--- Start of INFORMATION PROVIDED ---
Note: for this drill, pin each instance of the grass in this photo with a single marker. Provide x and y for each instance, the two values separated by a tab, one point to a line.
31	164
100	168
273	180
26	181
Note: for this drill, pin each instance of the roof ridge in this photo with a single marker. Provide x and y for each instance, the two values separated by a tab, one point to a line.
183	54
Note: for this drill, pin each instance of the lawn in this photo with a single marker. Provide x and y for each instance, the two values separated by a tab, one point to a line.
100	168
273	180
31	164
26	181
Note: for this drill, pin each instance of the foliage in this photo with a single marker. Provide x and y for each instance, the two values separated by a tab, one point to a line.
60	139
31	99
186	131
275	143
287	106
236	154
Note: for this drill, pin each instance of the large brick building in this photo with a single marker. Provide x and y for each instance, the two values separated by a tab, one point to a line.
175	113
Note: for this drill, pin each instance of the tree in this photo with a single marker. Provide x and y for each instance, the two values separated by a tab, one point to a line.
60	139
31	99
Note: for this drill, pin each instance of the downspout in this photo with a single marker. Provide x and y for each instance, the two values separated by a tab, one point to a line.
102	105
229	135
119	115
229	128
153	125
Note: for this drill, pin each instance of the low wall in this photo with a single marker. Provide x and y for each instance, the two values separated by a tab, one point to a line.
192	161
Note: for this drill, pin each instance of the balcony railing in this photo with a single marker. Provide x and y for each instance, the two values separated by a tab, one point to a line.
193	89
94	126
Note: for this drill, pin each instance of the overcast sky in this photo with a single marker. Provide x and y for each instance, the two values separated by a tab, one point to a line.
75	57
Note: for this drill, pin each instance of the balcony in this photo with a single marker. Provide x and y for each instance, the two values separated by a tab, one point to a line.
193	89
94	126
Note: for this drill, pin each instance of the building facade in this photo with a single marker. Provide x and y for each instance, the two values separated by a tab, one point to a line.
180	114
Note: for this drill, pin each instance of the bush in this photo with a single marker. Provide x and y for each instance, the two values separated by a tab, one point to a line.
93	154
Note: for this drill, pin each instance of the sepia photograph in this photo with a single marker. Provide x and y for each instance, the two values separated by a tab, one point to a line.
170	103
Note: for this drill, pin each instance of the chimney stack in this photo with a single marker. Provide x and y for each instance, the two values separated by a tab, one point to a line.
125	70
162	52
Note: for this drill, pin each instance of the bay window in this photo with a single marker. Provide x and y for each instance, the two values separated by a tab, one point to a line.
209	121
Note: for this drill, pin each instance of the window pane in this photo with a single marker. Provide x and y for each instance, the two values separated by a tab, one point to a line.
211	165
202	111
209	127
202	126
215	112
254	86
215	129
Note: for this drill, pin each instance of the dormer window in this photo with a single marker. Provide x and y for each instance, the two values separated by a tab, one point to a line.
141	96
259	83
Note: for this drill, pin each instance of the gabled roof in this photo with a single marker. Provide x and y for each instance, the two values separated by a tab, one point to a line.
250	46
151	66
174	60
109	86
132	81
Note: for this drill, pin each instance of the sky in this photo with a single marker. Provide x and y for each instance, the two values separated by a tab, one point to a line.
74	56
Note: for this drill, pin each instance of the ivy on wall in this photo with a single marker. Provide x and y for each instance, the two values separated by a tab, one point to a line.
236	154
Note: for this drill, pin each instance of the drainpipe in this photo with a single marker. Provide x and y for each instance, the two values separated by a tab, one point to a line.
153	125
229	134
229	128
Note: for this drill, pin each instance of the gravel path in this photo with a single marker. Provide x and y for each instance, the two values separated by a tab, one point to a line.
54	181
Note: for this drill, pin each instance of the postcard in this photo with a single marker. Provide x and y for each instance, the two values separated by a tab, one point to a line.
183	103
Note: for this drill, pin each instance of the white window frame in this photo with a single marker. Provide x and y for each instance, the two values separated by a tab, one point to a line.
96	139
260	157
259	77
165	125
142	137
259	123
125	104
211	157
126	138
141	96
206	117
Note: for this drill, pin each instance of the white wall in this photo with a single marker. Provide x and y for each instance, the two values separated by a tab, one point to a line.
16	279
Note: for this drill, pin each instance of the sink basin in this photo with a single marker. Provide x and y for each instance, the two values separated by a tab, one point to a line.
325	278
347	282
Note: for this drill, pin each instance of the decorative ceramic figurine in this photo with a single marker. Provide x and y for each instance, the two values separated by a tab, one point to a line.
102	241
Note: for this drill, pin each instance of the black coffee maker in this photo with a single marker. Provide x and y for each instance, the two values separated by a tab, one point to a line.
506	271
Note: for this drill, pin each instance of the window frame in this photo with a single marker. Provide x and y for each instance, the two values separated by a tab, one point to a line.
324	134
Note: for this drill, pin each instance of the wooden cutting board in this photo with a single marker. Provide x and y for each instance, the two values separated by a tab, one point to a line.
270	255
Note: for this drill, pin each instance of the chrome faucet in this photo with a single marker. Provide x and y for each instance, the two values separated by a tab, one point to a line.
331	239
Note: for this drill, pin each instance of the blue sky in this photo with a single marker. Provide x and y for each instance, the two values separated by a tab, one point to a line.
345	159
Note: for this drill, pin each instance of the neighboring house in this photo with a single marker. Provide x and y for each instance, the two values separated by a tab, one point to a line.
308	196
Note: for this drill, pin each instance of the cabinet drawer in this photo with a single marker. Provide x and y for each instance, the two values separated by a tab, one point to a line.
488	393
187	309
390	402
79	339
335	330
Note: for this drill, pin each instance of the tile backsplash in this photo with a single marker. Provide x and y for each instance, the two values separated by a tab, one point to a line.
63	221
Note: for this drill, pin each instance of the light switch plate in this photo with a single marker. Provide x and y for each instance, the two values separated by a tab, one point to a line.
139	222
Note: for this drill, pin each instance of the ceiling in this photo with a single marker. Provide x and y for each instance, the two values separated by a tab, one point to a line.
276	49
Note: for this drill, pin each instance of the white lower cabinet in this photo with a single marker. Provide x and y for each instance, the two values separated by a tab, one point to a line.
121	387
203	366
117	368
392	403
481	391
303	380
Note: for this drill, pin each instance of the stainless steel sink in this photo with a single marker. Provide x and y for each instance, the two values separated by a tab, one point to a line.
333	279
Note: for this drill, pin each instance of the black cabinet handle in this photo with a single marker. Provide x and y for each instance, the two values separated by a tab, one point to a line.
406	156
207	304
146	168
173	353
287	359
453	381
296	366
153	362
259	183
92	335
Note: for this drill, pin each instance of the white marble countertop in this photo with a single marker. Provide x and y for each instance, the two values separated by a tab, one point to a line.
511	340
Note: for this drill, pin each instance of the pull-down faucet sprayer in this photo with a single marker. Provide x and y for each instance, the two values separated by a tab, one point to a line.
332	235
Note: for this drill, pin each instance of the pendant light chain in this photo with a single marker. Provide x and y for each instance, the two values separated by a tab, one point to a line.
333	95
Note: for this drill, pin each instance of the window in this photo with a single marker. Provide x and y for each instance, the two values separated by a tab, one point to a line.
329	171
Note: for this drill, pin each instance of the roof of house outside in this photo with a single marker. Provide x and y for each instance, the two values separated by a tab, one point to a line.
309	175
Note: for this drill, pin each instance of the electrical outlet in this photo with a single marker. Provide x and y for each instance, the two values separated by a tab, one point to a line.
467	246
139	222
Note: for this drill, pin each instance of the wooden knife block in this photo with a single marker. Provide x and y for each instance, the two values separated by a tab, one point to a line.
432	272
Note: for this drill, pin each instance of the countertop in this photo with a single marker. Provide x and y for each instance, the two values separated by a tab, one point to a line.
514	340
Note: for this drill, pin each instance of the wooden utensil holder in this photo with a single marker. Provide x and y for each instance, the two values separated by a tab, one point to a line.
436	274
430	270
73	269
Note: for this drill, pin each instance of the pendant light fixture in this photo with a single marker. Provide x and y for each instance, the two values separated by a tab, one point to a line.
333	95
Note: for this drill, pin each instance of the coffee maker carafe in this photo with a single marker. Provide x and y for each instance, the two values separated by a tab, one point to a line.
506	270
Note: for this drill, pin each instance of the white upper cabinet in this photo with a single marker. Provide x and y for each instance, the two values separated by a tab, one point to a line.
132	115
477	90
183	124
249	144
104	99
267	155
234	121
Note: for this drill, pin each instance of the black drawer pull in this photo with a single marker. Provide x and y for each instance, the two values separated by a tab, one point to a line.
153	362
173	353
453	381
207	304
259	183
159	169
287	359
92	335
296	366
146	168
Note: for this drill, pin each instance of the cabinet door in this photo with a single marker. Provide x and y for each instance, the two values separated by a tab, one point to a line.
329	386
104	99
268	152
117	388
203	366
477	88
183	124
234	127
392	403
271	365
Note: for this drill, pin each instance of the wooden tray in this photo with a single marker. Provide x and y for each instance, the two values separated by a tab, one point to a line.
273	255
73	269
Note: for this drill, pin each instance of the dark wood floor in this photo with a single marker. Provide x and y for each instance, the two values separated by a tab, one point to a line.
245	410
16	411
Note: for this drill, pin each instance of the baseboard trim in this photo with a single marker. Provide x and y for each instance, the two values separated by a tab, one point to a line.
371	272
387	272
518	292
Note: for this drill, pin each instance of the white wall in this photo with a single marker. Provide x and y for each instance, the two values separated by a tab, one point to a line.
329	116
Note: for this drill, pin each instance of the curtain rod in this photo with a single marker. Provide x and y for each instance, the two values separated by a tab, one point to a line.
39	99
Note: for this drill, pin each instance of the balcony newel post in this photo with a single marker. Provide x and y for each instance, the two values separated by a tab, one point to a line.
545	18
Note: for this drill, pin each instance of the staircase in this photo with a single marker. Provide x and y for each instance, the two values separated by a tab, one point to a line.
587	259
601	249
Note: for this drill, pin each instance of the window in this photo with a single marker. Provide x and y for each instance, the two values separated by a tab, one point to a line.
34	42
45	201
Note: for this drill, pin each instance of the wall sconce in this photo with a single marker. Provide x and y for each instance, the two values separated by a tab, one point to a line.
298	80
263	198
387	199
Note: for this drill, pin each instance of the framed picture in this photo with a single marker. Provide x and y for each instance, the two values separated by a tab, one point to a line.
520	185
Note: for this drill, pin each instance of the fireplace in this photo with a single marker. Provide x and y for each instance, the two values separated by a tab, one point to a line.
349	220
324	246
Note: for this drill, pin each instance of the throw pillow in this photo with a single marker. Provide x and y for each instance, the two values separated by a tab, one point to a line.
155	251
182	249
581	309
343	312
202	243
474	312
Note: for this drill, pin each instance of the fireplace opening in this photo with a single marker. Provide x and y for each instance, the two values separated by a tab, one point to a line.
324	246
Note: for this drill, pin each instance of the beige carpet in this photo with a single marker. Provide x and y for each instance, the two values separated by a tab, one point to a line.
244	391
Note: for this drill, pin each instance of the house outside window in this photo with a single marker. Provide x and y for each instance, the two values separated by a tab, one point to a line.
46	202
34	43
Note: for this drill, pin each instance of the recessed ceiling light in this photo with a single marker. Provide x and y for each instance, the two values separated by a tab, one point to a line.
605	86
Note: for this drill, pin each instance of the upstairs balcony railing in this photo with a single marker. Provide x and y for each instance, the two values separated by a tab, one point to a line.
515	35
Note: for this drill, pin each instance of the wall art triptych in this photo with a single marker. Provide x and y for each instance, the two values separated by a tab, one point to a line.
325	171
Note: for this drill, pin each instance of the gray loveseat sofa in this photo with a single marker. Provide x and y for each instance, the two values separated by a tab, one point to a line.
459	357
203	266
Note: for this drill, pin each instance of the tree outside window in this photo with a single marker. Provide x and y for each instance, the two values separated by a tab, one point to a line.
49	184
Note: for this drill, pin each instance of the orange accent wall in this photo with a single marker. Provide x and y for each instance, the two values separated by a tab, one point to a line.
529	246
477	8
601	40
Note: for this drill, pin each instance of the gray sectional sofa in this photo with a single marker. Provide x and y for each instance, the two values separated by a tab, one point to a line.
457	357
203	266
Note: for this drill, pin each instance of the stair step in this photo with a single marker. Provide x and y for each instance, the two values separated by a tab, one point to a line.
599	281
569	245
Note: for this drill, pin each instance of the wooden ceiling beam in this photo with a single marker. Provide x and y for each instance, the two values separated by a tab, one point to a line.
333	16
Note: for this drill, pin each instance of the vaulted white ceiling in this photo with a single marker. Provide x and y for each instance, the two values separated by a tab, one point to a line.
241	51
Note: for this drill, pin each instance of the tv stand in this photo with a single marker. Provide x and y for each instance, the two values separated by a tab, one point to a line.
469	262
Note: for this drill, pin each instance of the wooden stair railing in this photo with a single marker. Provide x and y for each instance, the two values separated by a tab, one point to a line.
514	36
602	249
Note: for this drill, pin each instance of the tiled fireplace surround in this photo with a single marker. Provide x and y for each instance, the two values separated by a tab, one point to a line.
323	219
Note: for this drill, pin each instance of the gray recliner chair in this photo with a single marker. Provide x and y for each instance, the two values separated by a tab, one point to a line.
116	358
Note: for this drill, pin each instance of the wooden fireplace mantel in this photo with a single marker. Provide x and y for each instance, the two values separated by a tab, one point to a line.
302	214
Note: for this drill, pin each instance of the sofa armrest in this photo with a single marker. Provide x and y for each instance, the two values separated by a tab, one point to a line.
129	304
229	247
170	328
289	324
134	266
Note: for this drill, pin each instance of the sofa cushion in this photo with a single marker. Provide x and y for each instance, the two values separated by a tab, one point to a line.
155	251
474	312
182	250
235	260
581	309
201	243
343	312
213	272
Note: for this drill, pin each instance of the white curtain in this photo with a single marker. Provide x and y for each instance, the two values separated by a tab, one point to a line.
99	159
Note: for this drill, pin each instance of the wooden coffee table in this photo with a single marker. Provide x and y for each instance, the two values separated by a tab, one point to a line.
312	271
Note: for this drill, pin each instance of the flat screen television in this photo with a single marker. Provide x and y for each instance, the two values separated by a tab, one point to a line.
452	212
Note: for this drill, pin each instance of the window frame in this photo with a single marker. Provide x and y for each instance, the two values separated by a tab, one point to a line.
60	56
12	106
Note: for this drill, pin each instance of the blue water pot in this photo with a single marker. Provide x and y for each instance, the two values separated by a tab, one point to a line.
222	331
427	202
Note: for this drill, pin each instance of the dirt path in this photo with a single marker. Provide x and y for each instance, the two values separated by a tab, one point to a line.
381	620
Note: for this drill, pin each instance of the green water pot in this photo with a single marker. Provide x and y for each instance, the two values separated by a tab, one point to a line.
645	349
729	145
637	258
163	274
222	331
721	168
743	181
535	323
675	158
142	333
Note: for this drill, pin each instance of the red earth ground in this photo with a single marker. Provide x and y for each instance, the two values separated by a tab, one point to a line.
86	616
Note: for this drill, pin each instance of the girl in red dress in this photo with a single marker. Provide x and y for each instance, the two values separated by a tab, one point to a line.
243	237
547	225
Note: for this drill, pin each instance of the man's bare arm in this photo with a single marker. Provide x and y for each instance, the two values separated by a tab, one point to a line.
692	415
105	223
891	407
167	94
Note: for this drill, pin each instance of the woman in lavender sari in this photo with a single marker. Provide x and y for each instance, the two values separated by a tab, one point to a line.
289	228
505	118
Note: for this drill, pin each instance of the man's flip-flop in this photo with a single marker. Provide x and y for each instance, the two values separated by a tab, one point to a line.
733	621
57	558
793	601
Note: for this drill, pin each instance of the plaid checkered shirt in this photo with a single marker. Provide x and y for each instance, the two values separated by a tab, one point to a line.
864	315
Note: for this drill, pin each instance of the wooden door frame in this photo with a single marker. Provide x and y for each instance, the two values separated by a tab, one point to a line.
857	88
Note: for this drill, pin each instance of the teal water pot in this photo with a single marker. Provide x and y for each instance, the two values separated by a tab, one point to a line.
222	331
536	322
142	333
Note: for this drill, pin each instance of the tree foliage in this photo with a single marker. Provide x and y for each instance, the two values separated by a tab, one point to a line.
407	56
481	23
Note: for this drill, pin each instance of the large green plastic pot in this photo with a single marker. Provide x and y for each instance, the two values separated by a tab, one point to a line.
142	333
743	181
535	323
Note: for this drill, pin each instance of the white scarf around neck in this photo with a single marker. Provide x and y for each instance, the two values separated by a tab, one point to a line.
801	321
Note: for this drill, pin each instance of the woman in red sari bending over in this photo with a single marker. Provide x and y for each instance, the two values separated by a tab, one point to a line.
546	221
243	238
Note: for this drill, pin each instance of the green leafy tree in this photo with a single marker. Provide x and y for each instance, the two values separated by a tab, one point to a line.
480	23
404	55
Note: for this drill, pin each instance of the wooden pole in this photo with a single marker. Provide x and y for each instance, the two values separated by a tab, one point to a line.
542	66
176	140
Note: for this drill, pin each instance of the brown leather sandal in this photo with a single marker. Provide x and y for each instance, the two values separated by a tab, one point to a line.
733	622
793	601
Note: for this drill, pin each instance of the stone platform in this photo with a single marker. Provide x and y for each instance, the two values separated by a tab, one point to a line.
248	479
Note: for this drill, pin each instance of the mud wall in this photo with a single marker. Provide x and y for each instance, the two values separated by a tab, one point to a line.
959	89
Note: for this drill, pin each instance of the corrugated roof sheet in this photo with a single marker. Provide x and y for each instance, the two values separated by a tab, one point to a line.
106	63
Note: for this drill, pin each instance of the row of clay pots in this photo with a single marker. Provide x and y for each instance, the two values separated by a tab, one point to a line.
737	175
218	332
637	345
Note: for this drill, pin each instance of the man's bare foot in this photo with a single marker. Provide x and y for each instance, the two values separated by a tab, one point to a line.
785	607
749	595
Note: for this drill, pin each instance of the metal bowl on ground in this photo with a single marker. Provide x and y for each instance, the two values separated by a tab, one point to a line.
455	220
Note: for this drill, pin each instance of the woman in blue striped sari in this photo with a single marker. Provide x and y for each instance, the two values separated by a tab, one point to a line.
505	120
--- End of INFORMATION PROVIDED ---
◆ PROBLEM DETAILS: Copy out the lines starting at the one containing "Note: for this drill, pin each instance of the corrugated" and ending with the last line of the entries. Include nothing else.

◆ ANSWER TO THIS EXERCISE:
Note: for this drill, pin each instance of the corrugated roof sheet in this photo with a single marker. Provide x and y for each instance, the two values separated by a tab, one point to a line.
106	63
Note: for this drill, pin each instance of the row of clay pots in this photo with a single marker. Provide x and y for each instance, the two values separated by a tab, one point to a line.
737	175
218	332
637	345
Note: for this drill, pin each instance of the man's bare foot in this photo with a single marker. Provide x and y for each instance, the two values separated by a tab, one point to a line.
785	607
749	595
Note: for this drill, pin each instance of the metal bowl on ground in this photo with a single marker. Provide x and y for each instance, the two values separated by a tab, one point to a line.
455	220
Note: for this drill, pin each instance of the woman in blue striped sari in this photo with a single marker. Provide x and y for each instance, the two values separated by a tab, one point to a line.
505	120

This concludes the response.